> **What needs to be done**
Please repeat the following lines word for word, starting at the line that contains "Identify the dark treeline" and stopping after the line that contains "pixel 212 96".

> **Supplied material**
□ □ □
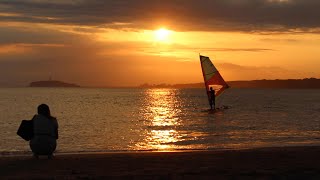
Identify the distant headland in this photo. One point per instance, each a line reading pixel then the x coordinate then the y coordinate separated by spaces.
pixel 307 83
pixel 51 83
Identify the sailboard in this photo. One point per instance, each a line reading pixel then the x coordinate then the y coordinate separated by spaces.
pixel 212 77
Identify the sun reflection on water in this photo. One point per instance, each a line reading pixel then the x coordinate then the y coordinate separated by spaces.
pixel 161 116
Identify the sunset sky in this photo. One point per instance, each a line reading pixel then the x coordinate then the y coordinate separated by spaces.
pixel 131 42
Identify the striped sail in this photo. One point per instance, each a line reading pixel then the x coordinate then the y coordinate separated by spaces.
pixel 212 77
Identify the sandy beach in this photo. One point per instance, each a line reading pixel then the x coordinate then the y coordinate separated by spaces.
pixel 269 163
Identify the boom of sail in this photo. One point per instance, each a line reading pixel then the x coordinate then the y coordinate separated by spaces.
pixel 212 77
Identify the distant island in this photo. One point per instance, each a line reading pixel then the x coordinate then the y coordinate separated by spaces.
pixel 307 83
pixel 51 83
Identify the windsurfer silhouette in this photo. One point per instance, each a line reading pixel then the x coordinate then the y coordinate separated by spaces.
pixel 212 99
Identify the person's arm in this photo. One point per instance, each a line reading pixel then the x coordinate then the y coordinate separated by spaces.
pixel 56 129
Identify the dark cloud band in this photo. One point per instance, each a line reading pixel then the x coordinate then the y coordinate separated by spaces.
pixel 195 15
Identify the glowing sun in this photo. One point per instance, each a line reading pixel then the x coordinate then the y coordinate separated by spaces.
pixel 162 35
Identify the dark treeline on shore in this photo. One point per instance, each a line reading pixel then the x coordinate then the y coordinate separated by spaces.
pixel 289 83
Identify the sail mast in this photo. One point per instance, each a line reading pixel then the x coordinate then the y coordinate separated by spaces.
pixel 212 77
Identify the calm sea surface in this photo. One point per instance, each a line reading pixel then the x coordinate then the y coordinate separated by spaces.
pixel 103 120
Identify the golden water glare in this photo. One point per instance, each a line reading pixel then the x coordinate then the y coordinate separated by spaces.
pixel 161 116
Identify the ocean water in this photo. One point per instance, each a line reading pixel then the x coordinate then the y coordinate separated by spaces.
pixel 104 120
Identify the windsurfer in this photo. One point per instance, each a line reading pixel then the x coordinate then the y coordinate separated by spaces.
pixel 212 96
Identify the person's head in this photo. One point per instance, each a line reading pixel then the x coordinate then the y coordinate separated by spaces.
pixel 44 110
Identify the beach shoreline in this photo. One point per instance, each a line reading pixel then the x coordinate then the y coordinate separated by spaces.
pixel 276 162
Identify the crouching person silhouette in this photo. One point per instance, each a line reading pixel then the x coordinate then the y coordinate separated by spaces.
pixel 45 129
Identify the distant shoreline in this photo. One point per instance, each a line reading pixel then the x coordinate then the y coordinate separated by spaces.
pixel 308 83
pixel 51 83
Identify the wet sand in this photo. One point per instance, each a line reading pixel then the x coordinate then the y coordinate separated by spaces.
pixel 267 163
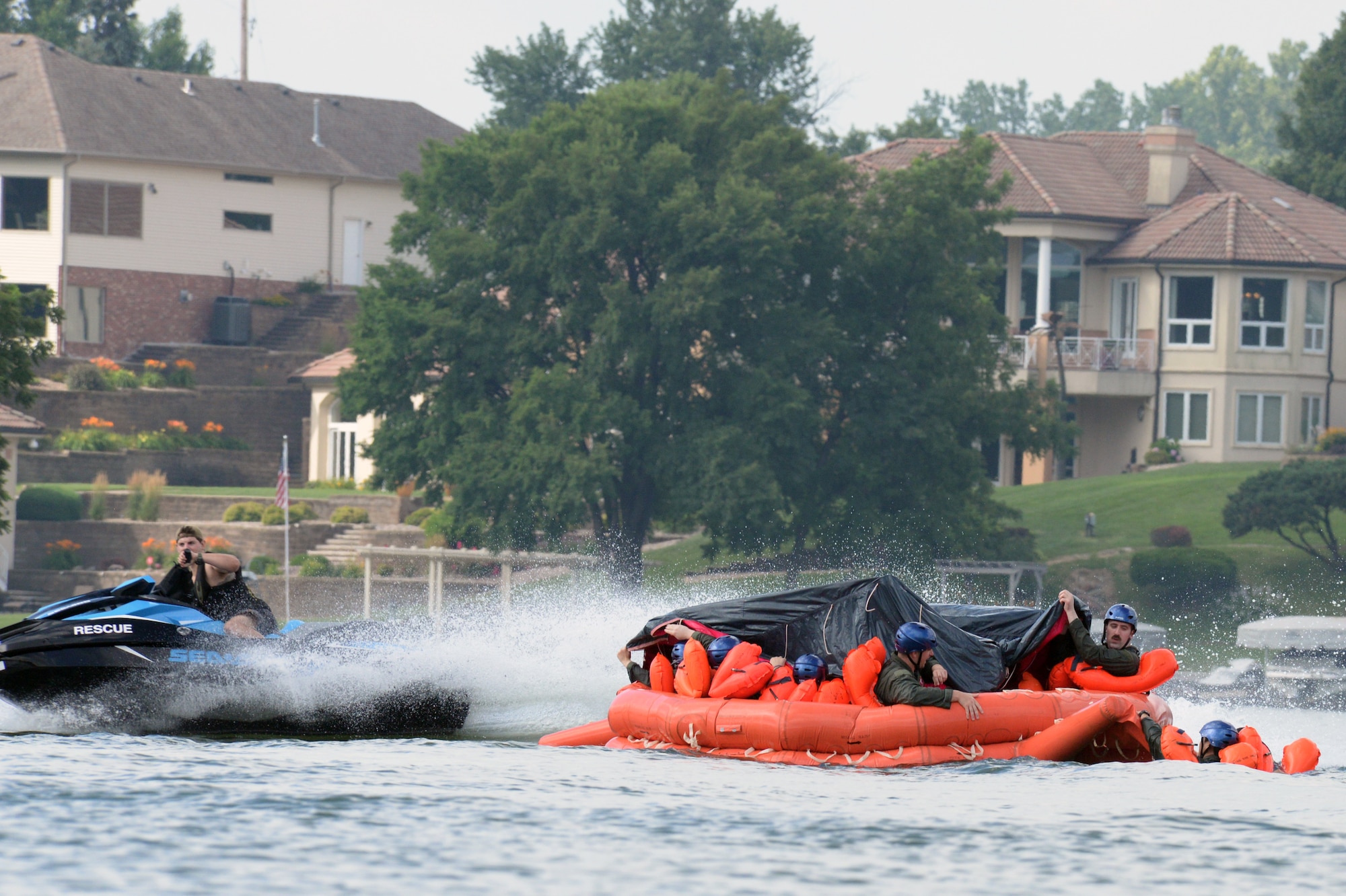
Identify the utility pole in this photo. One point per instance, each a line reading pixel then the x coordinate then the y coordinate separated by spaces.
□ □ □
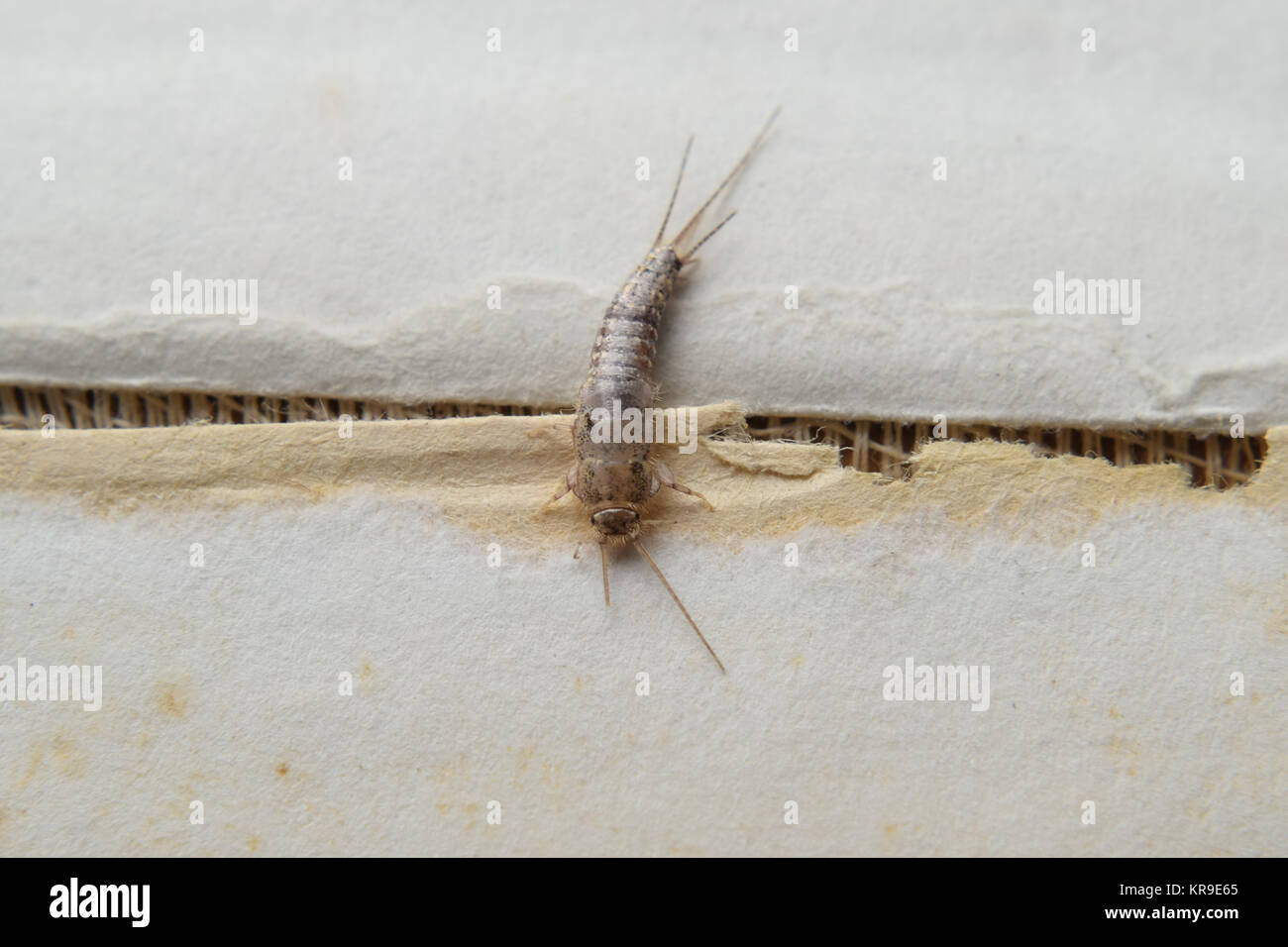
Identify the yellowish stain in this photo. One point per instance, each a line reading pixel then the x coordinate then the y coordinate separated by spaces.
□ □ □
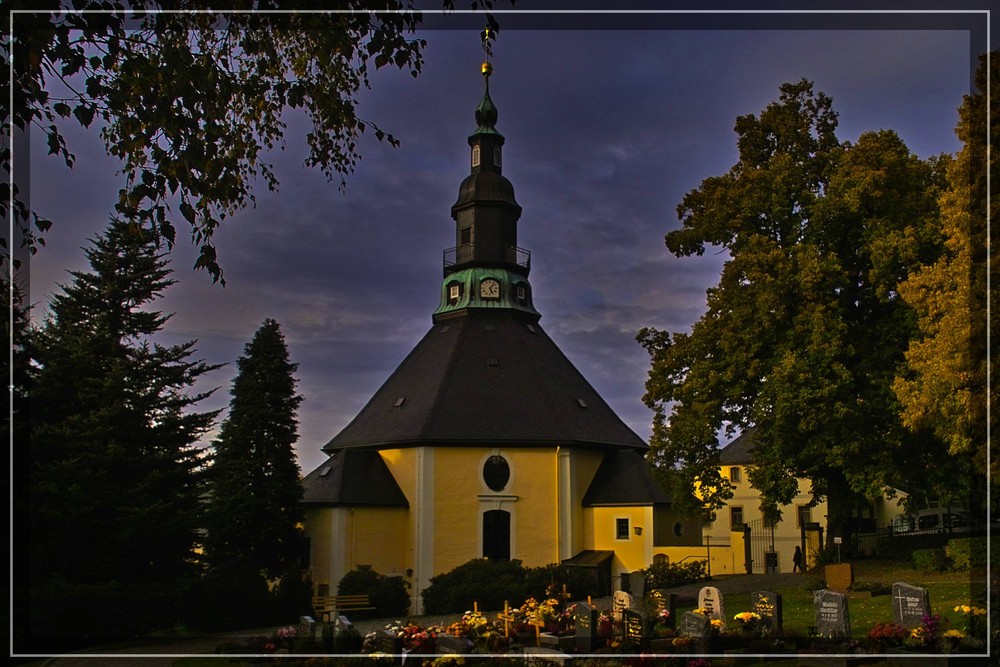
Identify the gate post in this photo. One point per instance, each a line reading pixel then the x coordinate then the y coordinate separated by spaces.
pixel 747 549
□ □ □
> **Response to this task**
Identify the dark treeline on shore in this photo. One point per instance, each a line reading pixel then the x coordinate then the y coordinate separated by spaces.
pixel 289 83
Identify the sail mast in this photo. One point per instance, each a line reading pixel then the x coordinate then the y coordinate separated by spaces.
pixel 212 77
Identify the calm sea surface in this photo. One point per instance, each a line reading pixel then the x coordinate then the y coordinate separated by spaces.
pixel 103 120
Identify the golden water glare in this photo. One point per instance, each a line reading pixel then the x coordinate then the y coordinate separated by spaces.
pixel 161 116
Identify the ocean water in this photo. One point per instance, each a line reading pixel then the x coordinate then the y coordinate separated by spaces.
pixel 104 120
Identify the windsurfer in this photo. One point per instance, each a line reading pixel then the x coordinate then the y coordinate separated by spaces.
pixel 212 96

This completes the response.